# [Written exercise]
Render each line of the entries below as one string in a JSON list, omitting any blank lines.

# [Supplied data]

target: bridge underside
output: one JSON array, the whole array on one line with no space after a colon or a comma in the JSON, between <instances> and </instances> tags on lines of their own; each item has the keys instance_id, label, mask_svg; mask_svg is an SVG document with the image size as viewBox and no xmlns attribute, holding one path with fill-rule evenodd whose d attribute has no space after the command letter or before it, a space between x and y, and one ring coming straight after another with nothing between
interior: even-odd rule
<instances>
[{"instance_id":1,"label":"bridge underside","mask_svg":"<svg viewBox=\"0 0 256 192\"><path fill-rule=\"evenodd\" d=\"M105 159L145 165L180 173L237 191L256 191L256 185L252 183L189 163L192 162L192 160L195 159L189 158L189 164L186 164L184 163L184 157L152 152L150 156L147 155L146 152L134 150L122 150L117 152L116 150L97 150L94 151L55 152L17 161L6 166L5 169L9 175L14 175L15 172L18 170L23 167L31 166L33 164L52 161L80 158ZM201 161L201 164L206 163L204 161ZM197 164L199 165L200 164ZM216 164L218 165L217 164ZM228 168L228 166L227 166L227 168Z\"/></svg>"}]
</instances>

# [Answer for this exercise]
[
  "target: bridge underside",
  "output: one JSON array, the whole array on one line with no space after a colon or a comma in the JSON, between <instances> and </instances> tags on lines of their own; each item has the keys instance_id, label, mask_svg; mask_svg is an SVG document with the image size as viewBox and no xmlns attribute, holding one path with fill-rule evenodd whose d attribute has no space after the command letter or before it, a space between x and y, and one ring coming straight after another with nothing between",
  "interior: even-odd rule",
  "<instances>",
  "[{\"instance_id\":1,\"label\":\"bridge underside\",\"mask_svg\":\"<svg viewBox=\\\"0 0 256 192\\\"><path fill-rule=\\\"evenodd\\\" d=\\\"M105 159L145 165L180 173L237 191L256 191L256 185L252 183L189 163L192 162L192 160L195 159L189 158L189 164L186 164L184 163L184 157L152 152L150 156L147 155L146 152L134 150L122 150L117 152L116 150L97 150L94 151L55 152L17 161L6 166L5 169L9 175L14 175L15 172L18 170L23 167L31 166L33 164L52 161L80 158ZM201 161L201 164L206 163L204 161ZM197 164L199 165L200 164ZM216 164L218 165L217 164ZM228 168L228 166L227 166L227 168Z\\\"/></svg>\"}]",
  "</instances>"
]